>> Start

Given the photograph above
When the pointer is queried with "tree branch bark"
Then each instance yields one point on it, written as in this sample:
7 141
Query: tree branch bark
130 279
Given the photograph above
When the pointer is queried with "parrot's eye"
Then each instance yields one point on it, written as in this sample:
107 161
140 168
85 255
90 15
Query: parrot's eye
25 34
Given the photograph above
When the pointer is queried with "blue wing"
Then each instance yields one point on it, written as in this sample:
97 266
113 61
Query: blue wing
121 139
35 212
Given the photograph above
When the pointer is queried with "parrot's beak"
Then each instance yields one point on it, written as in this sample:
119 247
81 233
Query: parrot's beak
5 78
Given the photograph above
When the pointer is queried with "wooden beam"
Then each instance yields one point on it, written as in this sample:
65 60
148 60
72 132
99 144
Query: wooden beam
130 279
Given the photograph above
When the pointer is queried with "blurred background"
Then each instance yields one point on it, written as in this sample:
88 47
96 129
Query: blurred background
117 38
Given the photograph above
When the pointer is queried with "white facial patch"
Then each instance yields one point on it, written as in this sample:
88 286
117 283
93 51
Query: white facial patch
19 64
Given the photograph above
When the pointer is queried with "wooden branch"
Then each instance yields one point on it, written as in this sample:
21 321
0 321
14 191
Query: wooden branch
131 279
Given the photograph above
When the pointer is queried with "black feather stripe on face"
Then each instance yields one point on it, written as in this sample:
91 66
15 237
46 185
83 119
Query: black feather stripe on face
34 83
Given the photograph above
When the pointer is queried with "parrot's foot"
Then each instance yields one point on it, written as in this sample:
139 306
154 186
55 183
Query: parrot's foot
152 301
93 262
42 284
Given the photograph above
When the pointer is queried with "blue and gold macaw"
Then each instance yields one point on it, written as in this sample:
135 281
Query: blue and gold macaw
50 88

>> End

** Set exercise **
Return all of the entries word for word.

** In response **
Given the photograph above
When the pointer is queried with "tree branch bark"
Then each instance yields one point on it, written as in this sample:
7 141
Query: tree branch bark
130 279
Given the photograph above
When the pointer is queried with "parrot's eye"
Then each instance yields one point on it, written as in this sample:
107 161
140 168
85 255
90 15
Query: parrot's eye
25 34
Given the photograph above
When the pointer is queried with "blue wing"
Then each instance yields one point on it, written as in this sample:
97 266
113 61
Query: blue wing
121 139
35 212
Given the photograph above
When the pointer is queried with "parrot's beak"
Then each instance yields one point on it, written as in this sample:
119 247
81 233
Query: parrot's beak
5 78
Given the photograph above
When the pointer is queried with "wooden beam"
Then each instance yields one point on it, written as in this sample:
65 60
148 60
72 132
99 144
Query: wooden beam
130 279
Given the photograph above
When the pointer is queried with "blurred background"
Then each instance yields one point on it, written as in this sample:
88 47
96 129
Query: blurred background
117 38
Given the photograph above
When the pointer is queried with "white facial patch"
Then each instance yields one point on it, written as in this sample:
88 286
117 283
93 51
Query: white facial patch
19 64
Given the photograph above
When the pointer is queried with "wooden branch"
Then each instance yields one point on it, written as in this sample:
21 321
0 321
14 191
Query: wooden branch
131 279
Given the photograph above
When the pointer is queried with "black feather stripe on face"
Then each instance yields one point on it, written as in this sample:
91 66
15 237
46 185
83 119
Query: black feather stripe on face
34 83
Given the photograph above
When the pointer is queried with "parrot's foot"
Then each instance yields one point on it, written as in this sample:
139 306
154 186
55 183
Query: parrot's foot
152 301
93 262
42 284
Given the photograph above
When the pointer is queried with "blue and gold macaw"
Then each instance yields one point on it, written as in this sample:
135 281
Query: blue and gold macaw
50 88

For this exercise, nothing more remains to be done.